Passage provided:
* * *
This is a vector graphic, right click and open it in a new tab, then zoom in as you need.
μA7805¶
The current TI datasheet doesn't specify resistor values, check 1971 Fairchild Linear Integrated Circuits Data Catalog instead.
A few notes:
- Unlabelled $R_{21}$ between base of $Q_{15}$ and emitter of $Q_{16}$ didn't exist in 1971 or 1973 datasheets from Fairchild. So it's drawn in dashed lines.
- Value of $R_{16}$ changes between 2kΩ and 6kΩ in different versions of datasheets, the value probably doesn't matter too much though.
- $R_{20}=250$Ω is for 5V output, from this we can estimate the interal reference voltage at base of $Q_6$ is $\dfrac{5}{5+0.25}\times 5.0 = 4.762$V.
- $Q_{16}$ and $Q_{17}$ is Darlinton pair, as the output stage, a.k.a. series pass transistors.
* * *
Objective A: Translate this sentence from the notes on the μA7805 regulator into Spanish: "The current TI datasheet doesn't specify resistor values, check 1971 Fairchild Linear Integrated Circuits Data Catalog instead."
Objective B: Continue the notes on the μA7805 regulator from the point at which they stop.

Data excerpts:
* * *
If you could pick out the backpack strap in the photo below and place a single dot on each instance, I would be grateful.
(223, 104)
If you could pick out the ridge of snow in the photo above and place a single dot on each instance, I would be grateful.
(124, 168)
* * *
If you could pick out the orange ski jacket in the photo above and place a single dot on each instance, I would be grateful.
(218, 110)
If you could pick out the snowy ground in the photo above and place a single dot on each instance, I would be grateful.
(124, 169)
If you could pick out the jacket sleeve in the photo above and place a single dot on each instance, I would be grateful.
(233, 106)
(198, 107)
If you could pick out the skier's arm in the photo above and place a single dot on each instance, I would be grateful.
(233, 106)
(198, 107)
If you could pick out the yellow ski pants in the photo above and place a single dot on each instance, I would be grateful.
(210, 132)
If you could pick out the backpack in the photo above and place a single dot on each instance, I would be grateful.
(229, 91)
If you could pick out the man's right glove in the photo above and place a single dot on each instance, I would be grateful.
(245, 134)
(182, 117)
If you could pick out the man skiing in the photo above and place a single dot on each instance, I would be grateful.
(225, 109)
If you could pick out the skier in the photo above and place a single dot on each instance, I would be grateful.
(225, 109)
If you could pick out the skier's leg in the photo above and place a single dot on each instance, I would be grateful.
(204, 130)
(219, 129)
* * *
Exercise answer A: La hoja de datos actual de TI no especifica los valores de las resistencias; en su lugar, consulte el Fairchild Linear Integrated Circuits Data Catalog de 1971.

Exercise answer B:
- $Q_{15}$ and current sense resistor $R_{11}$ limits the output current. When in normal operation, $Q_{15}$ is off.
- Zener diode $D_2$ and $Q_{15}$ prevent overvoltage break down of output pass transistors. (It's called "Output Transistor Safe-Area Compensation" in the datasheet.)
- Zener diode $D_1$ and $Q_{14}$ provides overheat protection (called "Thermal-Overload Protection" in the datasheet). When in normal operation, $Q_{14}$ is off.
- Zener diode $D_1$ and $Q_{12}$/$Q_{13}$ is startup circuit, provide initial bias for $Q_1, Q_7, Q_8$ when power up. When in normal operation, $Q_{13}$ is off.
- The rest transistors $Q_1 \dots Q_{11}$ are the core function of voltage reference, error amplifier ($Q_4$, $Q_3$ and $Q_{11}$), current mirror ($Q_8$ and $Q_9$) as active load, etc.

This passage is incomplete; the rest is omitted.